BEGIN

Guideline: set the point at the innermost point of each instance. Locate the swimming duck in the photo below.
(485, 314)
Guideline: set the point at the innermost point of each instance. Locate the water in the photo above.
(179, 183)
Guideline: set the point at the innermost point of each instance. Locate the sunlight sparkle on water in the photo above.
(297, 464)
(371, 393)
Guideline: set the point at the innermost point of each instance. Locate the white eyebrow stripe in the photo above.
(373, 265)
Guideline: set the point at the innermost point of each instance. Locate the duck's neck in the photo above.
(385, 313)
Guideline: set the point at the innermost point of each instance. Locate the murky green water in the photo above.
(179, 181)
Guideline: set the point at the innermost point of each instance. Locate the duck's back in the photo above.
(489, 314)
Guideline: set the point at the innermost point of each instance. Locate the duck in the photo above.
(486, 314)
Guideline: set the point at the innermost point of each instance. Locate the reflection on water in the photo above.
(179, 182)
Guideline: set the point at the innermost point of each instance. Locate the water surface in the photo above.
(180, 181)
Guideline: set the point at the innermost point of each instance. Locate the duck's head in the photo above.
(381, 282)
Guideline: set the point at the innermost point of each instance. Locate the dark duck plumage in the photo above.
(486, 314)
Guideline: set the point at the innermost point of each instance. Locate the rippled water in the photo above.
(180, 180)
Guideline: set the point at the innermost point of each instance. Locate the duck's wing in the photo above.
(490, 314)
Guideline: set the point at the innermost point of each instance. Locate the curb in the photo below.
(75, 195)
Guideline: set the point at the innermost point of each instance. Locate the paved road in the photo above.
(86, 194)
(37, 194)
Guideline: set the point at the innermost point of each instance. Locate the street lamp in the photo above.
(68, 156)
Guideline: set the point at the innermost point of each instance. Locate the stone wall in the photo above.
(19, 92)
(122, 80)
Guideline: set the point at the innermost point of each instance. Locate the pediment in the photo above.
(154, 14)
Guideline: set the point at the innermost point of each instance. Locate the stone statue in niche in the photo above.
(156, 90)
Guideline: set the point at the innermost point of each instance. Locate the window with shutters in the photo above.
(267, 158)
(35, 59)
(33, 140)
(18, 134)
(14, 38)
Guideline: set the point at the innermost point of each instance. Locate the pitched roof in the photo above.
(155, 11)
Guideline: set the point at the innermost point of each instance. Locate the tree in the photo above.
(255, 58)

END

EXERCISE:
Lay out the material as a Markdown table with the columns Row and Line, one numbered row per line and no blank lines. Begin at the line containing "niche in the photo above." and continue through the end of the material.

SOLUTION TO THIS PROBLEM:
| Row | Line |
|---|---|
| 1 | Guideline: set the point at the innermost point of each instance. Locate the stone statue in niche in the photo above. |
| 2 | (156, 90) |
| 3 | Guideline: set the point at the innermost point of each instance. Locate the window with shutters in the photo above. |
| 4 | (267, 158) |
| 5 | (35, 59) |
| 6 | (33, 140) |
| 7 | (18, 134) |
| 8 | (14, 38) |
| 9 | Guideline: set the point at the innermost point of each instance. Locate the pitched roof in the photo above. |
| 10 | (155, 11) |
| 11 | Guideline: set the point at the innermost point of each instance. Locate the tree in the photo above. |
| 12 | (255, 58) |